* [SHORT TASK]
Rewrite the records below, replacing "expected response" with "reference output" at every occurrence and leaving everything else as it is.

Detection examples
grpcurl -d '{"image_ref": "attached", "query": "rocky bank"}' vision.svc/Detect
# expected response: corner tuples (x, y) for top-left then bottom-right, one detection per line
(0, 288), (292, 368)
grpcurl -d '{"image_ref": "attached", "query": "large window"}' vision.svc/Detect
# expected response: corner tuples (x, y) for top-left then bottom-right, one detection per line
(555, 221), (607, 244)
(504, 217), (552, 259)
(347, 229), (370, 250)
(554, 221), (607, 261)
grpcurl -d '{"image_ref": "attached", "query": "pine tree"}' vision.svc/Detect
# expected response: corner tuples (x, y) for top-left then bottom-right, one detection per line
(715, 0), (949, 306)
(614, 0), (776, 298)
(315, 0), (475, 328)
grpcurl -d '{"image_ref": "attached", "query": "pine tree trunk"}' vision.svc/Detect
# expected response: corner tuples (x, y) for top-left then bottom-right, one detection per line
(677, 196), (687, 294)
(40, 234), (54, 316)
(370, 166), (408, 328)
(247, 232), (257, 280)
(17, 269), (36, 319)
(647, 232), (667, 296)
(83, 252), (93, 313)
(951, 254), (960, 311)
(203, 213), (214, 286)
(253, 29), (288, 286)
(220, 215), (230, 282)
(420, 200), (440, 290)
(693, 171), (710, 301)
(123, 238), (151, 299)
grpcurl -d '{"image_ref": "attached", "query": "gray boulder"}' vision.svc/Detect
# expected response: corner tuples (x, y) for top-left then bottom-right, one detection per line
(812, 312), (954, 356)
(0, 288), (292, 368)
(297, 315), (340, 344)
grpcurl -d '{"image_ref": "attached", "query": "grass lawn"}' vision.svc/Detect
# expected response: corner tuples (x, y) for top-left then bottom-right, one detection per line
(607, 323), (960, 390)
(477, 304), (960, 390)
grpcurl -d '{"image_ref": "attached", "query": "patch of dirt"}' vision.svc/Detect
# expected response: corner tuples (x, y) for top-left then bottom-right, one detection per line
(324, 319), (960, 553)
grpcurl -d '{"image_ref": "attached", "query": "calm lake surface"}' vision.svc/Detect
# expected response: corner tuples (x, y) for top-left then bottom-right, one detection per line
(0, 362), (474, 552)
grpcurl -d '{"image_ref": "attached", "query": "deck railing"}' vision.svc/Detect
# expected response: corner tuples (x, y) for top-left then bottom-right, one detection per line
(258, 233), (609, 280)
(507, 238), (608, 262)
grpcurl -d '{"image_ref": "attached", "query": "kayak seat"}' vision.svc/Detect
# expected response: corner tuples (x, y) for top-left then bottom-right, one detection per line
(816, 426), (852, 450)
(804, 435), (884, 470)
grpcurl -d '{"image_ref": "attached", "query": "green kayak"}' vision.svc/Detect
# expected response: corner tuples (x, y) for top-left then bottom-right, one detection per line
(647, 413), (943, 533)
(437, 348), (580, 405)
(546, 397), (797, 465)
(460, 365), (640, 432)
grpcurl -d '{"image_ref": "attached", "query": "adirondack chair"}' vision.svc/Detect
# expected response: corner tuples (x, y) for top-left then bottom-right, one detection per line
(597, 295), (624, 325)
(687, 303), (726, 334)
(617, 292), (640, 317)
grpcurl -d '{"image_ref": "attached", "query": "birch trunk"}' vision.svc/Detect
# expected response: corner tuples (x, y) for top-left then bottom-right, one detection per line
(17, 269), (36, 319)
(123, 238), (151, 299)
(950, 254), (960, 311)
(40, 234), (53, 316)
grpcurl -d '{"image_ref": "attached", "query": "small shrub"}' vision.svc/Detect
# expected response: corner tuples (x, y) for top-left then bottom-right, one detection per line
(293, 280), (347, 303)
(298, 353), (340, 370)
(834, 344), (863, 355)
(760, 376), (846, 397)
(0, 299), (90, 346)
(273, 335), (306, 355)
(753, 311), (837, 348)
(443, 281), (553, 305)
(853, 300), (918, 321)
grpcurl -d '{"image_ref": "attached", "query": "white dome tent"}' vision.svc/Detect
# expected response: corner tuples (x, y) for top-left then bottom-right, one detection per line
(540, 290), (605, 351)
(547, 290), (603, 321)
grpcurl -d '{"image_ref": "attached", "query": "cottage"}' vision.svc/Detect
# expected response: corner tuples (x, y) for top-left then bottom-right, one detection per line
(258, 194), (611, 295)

* [COMPLETE RESPONSE]
grpcurl -d '{"image_ref": "attached", "query": "rocky bank"}' vision.svc/Detect
# reference output: corner tuples (x, y) for top-left then bottom-right, one detection per line
(0, 288), (292, 368)
grpcurl -d '{"image_ref": "attached", "query": "large window"}' vision.svc/Detect
# reference output: corner tuples (x, y) for top-left then bottom-right, one detection per line
(555, 221), (607, 244)
(504, 217), (552, 259)
(347, 229), (370, 250)
(554, 221), (607, 261)
grpcurl -d '{"image_ref": "attached", "query": "pine tree"}' vision.svc/Detect
# reference output: corner tuples (x, y) for top-left then bottom-right, one detection per line
(715, 0), (949, 306)
(614, 0), (776, 298)
(315, 0), (475, 328)
grpcurl -d '{"image_ref": "attached", "query": "pine tree trunk"}' vision.svc/Detect
# reference output: corner tuples (x, y) for top-left then bottom-right, one detection per line
(677, 196), (687, 294)
(40, 234), (54, 316)
(370, 166), (408, 328)
(247, 232), (257, 280)
(17, 269), (36, 319)
(647, 232), (667, 296)
(83, 252), (93, 313)
(951, 254), (960, 311)
(203, 213), (214, 286)
(253, 29), (288, 286)
(220, 215), (230, 282)
(420, 200), (440, 290)
(693, 171), (710, 301)
(123, 238), (151, 299)
grpcurl -d '{"image_ref": "attached", "query": "gray boulder"}' vision.svc/Detect
# reference output: corner tuples (x, y) for top-left then bottom-right, one detection per line
(812, 312), (954, 356)
(0, 288), (292, 368)
(297, 315), (340, 344)
grpcurl -d '{"image_ref": "attached", "query": "grass lawn"}' vision.svc/Detect
# reference output: corner tuples (x, y) for top-left then bottom-right, one detection per line
(607, 323), (960, 390)
(477, 304), (960, 390)
grpcurl -d '{"image_ref": "attached", "query": "patch of dirt"}' vision.svc/Detect
# reference output: corner tuples (x, y) for top-left then bottom-right, one detection per line
(324, 319), (960, 553)
grpcurl -d '{"image_ref": "attached", "query": "calm lake surface"}' vision.svc/Detect
# reference output: corner tuples (x, y) for top-left then bottom-right, one detection per line
(0, 362), (474, 552)
grpcurl -d '{"image_ref": "attached", "query": "deck railing"}' vision.svc/Detect
# reference output: corner tuples (x, y) for top-left then bottom-right, one detection per line
(258, 233), (609, 280)
(507, 238), (608, 262)
grpcurl -d '{"image_ref": "attached", "query": "kayak seat"}' vision.svc/Detect
# reference output: corner tuples (x, y) for top-left then bottom-right, one detection per line
(816, 426), (852, 450)
(804, 435), (884, 470)
grpcurl -d '{"image_ref": "attached", "query": "green kayak"}' vision.svc/Detect
# reference output: corner tuples (x, y) for top-left then bottom-right, one detection per line
(647, 413), (943, 533)
(437, 348), (580, 405)
(546, 397), (797, 465)
(460, 365), (640, 432)
grpcurl -d '{"image_ref": "attached", "query": "adirondack chair"}' vision.svc/Detect
# reference output: corner tuples (x, y) for top-left then bottom-right, one detection per line
(597, 295), (624, 325)
(687, 303), (726, 334)
(617, 292), (640, 317)
grpcurl -d '{"image_ref": "attached", "query": "birch trunk"}' vision.svc/Detect
# reference output: corner tuples (x, y) for top-left then bottom-right, one detection per line
(17, 269), (36, 319)
(123, 238), (151, 299)
(950, 254), (960, 311)
(40, 234), (53, 316)
grpcurl -d '{"image_ref": "attached", "query": "small shrub"}' vision.svc/Detect
# reference output: corner tuples (x, y) for top-left then bottom-right, one detection per line
(293, 280), (347, 303)
(298, 353), (340, 370)
(834, 344), (863, 355)
(760, 376), (846, 397)
(0, 299), (90, 346)
(273, 335), (306, 355)
(753, 311), (837, 348)
(443, 281), (553, 305)
(853, 300), (918, 321)
grpcurl -d '{"image_ref": "attached", "query": "white dome tent"}' vision.svc/Detect
# reference output: corner tuples (x, y) for top-left then bottom-right, one detection per line
(540, 290), (605, 351)
(547, 290), (603, 321)
grpcurl -d '{"image_ref": "attached", "query": "cottage"}' vision.svc/Detect
# reference output: corner tuples (x, y) for top-left then bottom-right, one detection per line
(258, 194), (611, 295)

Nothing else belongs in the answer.